The contours of the new quest were on full display during the latest diplomatic showdown between Pakistan and India in the UNSC. Unlike the Ex-USSR which used multiple vetoes in India’s favour in such crisis, Moscow did not oppose China to take up the issue in UNSC; it even encouraged to debate it openly and on record. It was not a mere coincidence that Russia signalled distancing itself from its past’s narrative on Kashmir and linked UN resolutions and Charter with bilateral agreements as modus operandi for resolution of Kashmir, to the dismay of the Indian Establishment and shock to Russian watchers. Paradoxically, it came on the heels of Russia’s annexation of Crimea militating against any prospect of UN involvement in such a geo-political dispute as Russia feels UN body is nothing but an extension of the US foreign policy tool.
Moscow’s earlier statement, re-provision 370 scrapping, being “India’s internal matter” was merely a balancing act viewed against its newfound position in UNSC: fully backing China for raising the issue, openly debating it and also endorsing UN resolutions, indirectly nullifying its position. In other way, the balancing act (statement justifying 370 scraping by Russian FM) is part of Russia’s quest not to angry Delhi to the extent of losing its hardware market.

* Stated exercise
Rewrite the part of the passage on Russia's stance over Kashmir starting with "The contours of" and going on through "foreign policy tool.", putting "Security Council" wherever "UNSC" appears.

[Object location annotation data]

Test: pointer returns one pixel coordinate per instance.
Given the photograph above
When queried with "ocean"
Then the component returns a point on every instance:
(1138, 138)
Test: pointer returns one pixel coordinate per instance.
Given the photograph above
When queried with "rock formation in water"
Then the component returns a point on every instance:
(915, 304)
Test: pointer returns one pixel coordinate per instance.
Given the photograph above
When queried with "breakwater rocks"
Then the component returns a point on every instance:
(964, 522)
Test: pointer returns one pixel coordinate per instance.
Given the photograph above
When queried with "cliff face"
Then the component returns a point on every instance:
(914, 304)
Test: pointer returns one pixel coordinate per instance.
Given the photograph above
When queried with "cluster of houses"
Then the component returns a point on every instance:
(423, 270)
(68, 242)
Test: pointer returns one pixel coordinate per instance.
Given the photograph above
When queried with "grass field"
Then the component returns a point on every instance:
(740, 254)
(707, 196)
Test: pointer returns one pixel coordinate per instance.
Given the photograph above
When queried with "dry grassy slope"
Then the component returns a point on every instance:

---

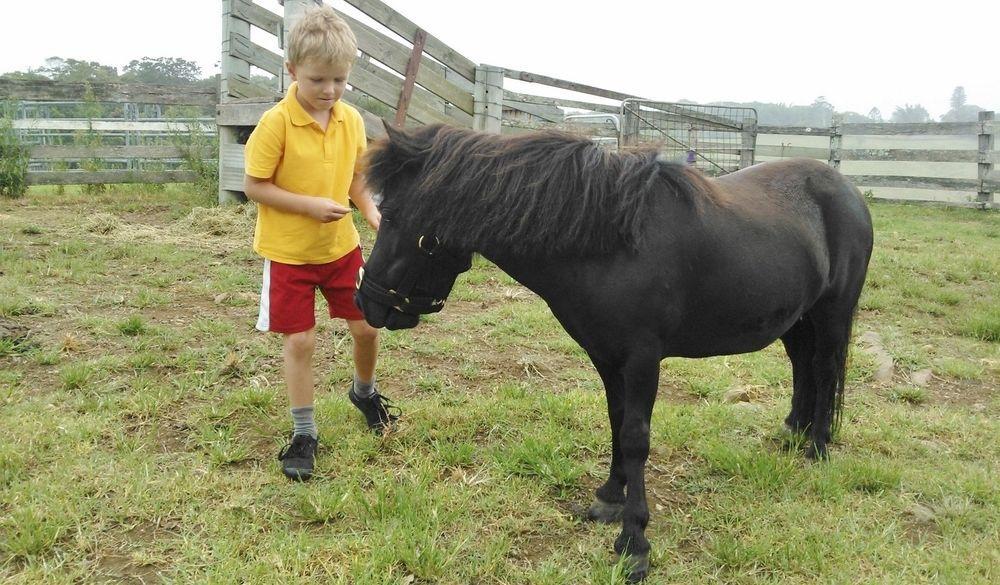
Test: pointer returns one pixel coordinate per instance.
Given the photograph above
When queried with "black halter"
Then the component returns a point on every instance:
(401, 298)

* Full solution
The contours of the new quest were on full display during the latest diplomatic showdown between Pakistan and India in the Security Council. Unlike the Ex-USSR which used multiple vetoes in India’s favour in such crisis, Moscow did not oppose China to take up the issue in Security Council; it even encouraged to debate it openly and on record. It was not a mere coincidence that Russia signalled distancing itself from its past’s narrative on Kashmir and linked UN resolutions and Charter with bilateral agreements as modus operandi for resolution of Kashmir, to the dismay of the Indian Establishment and shock to Russian watchers. Paradoxically, it came on the heels of Russia’s annexation of Crimea militating against any prospect of UN involvement in such a geo-political dispute as Russia feels UN body is nothing but an extension of the US foreign policy tool.